Aufgabe 1: Ändere im Textauszug über die Weihnachtspostfiliale den Abschnitt von "Unter norma­len Umstän­den" bis "Tausen­de Zuschrif­ten beantwortet.": Setze "Samstag" an die Stelle von "Freitag" und gib den Abschnitt wieder.
Aufgabe 2: Stimmen die folgenden Aussagen mit dem Textauszug über die Weihnachtspostfiliale überein? Antworte jeweils mit Ja oder Nein und zitiere die entscheidenden Worte des Textes. (a) Am ersten Arbeitstag des Christkindes waren rund 10 000 Briefe angekommen. (b) Das Christkind beantwortet die Briefe zusammen mit 20 Helferinnen. (c) Steffi Renner macht den Job schon seit 16 Jahren.
Aufgabe 3: Wie waren laut dem Textauszug über die Weihnachtspostfiliale die Briefe adressiert, die zur Einrichtung der Schreibstube führten?

Textauszug:

^^^^^^^^

Eine Muh, eine Mäh, eine Täterä­tä­tä? Ganz so einfach sind die Wünsche nicht mehr, die das Christ­kind bekommt. Zudem ergeht es ihm im Corona-Jahr ähnlich wie anderen Arbeit­neh­mern: Homeof­fice, Video-Schal­ten, Maske. Ein Besuch in der Weihnachtspostfiliale.

ENGELSKIRCHEN (dpa) — Das Christ­kind hat eine Video-Schal­te nach Engels­kir­chen-Schnel­len­bach. «Habt ihr denn schon Plätz­chen gebacken?», fragt es in die Kamera «Noch nicht?» Auf einem Monitor neben ihm sind Kinder zu sehen, die gerade in einem etwas entfern­ten Kinder­gar­ten sitzen. Wenn es noch eine Szene gebraucht hat, um das Corona-Jahr 2020 zu illus­trie­ren: Hier ist sie.

Unter norma­len Umstän­den wäre das Christ­kind — eine Darstel­le­rin im weißen Kleid — zur Eröff­nung seiner sogenann­ten Weihnachts­post­fi­lia­le am Freitag in Engels­kir­chen von Kindern mit Wunsch­zet­teln in der Hand umwuselt worden. Diesmal ist alles anders. Die Schreib­stu­be selbst gibt es bereits seit 1985. Einge­rich­tet wurde sie, weil bei der Post Briefe auftauch­ten, die «An das Christ­kind bei den Engeln» adres­siert waren. Um die Absen­der nicht zu enttäu­schen, werden Jahr für Jahr Tausen­de Zuschrif­ten beantwortet.

Am Freitag, am ersten Arbeits­tag des Christ­kin­des, sind schon wieder rund 10 000 Briefe einge­tru­delt. Eine erste Sichtung ergibt: Auch darin spielt Corona eine Rolle. «Mach das Virus weg», wünscht sich etwa Noah, dessen Oma den Text geschrie­ben hat. Ein weite­rer Noah hofft, «dass wir trotz Corona mit der Familie feiern dürfen». Ein Samuel ist ganz abgeklärt: «Ich weiß, dass auch dieses Jahr viel zu tun hast, beson­ders 2020. Wegen dem Corona-Virus schrei­be ich Dir jetzt schon.»

Alle Briefe, die bis zum 21. Dezem­ber geschickt werden, werden auch beant­wor­tet. Dafür trägt das Christ­kind gemein­sam mit 16 Helfe­rin­nen Sorge. «Wir freuen uns wirklich das ganze Jahr darauf, wenn es los geht», sagte eine von ihnen, Steffi Renner. Sie macht den Job schon 16 Jahre lang. «Es ist schon irgend­wo immer wieder neu.» Zum Teil arbei­tet das Team nun im Homeof­fice. Alle Briefe werden geöff­net, gelesen und beant­wor­tet. Dafür gibt es einen vorfor­mu­lier­ten Brief, aber auch die Möglich­keit, indivi­du­el­le Zeilen zu schreiben.

^^^^^^^^

Bereitgestellte Daten:

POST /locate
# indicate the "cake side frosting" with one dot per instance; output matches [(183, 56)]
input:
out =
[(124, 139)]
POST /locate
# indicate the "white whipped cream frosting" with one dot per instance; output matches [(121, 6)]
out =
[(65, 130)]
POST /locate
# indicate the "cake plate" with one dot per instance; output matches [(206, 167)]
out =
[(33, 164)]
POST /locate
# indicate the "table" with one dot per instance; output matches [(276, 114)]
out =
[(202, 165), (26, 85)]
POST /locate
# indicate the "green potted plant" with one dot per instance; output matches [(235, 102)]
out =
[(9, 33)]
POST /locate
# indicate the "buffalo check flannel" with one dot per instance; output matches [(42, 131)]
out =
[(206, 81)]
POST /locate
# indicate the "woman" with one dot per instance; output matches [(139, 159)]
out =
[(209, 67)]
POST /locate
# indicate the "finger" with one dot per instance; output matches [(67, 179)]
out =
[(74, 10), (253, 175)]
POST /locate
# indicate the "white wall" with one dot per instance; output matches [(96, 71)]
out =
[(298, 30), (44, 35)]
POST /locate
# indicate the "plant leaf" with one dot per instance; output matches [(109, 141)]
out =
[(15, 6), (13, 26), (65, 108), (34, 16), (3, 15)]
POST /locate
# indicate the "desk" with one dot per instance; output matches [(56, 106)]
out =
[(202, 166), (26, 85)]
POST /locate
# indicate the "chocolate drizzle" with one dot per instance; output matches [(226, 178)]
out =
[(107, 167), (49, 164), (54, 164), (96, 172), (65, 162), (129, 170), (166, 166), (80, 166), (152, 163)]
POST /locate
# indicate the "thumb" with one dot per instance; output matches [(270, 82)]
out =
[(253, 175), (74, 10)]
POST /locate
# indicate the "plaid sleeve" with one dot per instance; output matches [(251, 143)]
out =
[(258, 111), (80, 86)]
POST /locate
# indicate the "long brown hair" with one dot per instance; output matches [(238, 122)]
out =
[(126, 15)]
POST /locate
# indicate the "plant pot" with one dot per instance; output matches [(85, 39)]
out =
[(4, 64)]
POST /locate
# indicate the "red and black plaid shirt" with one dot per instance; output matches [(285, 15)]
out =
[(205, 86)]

^^^^^^^^

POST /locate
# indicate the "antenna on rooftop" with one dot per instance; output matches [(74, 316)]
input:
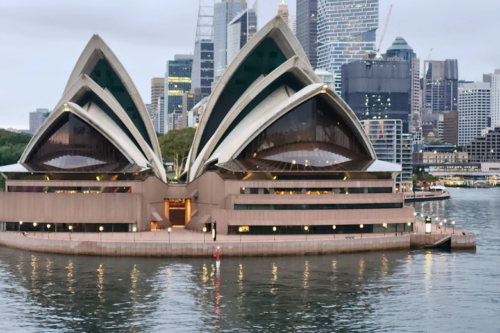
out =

^^^^^^^^

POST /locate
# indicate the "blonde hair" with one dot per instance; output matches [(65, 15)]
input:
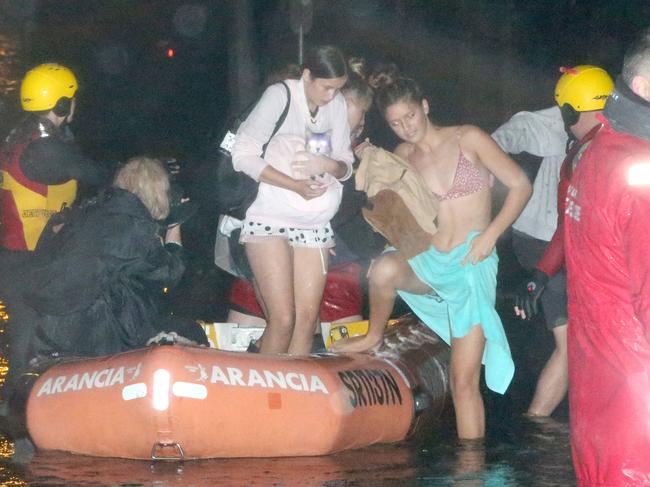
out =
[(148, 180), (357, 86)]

^^^^^^^^

Ergebnis 1:
Unter norma­len Umstän­den wäre das Christ­kind — eine Darstel­le­rin im weißen Kleid — zur Eröff­nung seiner sogenann­ten Weihnachts­post­fi­lia­le am Samstag in Engels­kir­chen von Kindern mit Wunsch­zet­teln in der Hand umwuselt worden. Diesmal ist alles anders. Die Schreib­stu­be selbst gibt es bereits seit 1985. Einge­rich­tet wurde sie, weil bei der Post Briefe auftauch­ten, die «An das Christ­kind bei den Engeln» adres­siert waren. Um die Absen­der nicht zu enttäu­schen, werden Jahr für Jahr Tausen­de Zuschrif­ten beantwortet.

Ergebnis 2:
(a) Ja: „sind schon wieder rund 10 000 Briefe einge­tru­delt“
(b) Nein: „gemein­sam mit 16 Helfe­rin­nen“
(c) Ja: „Sie macht den Job schon 16 Jahre lang.“

Ergebnis 3: „An das Christ­kind bei den Engeln“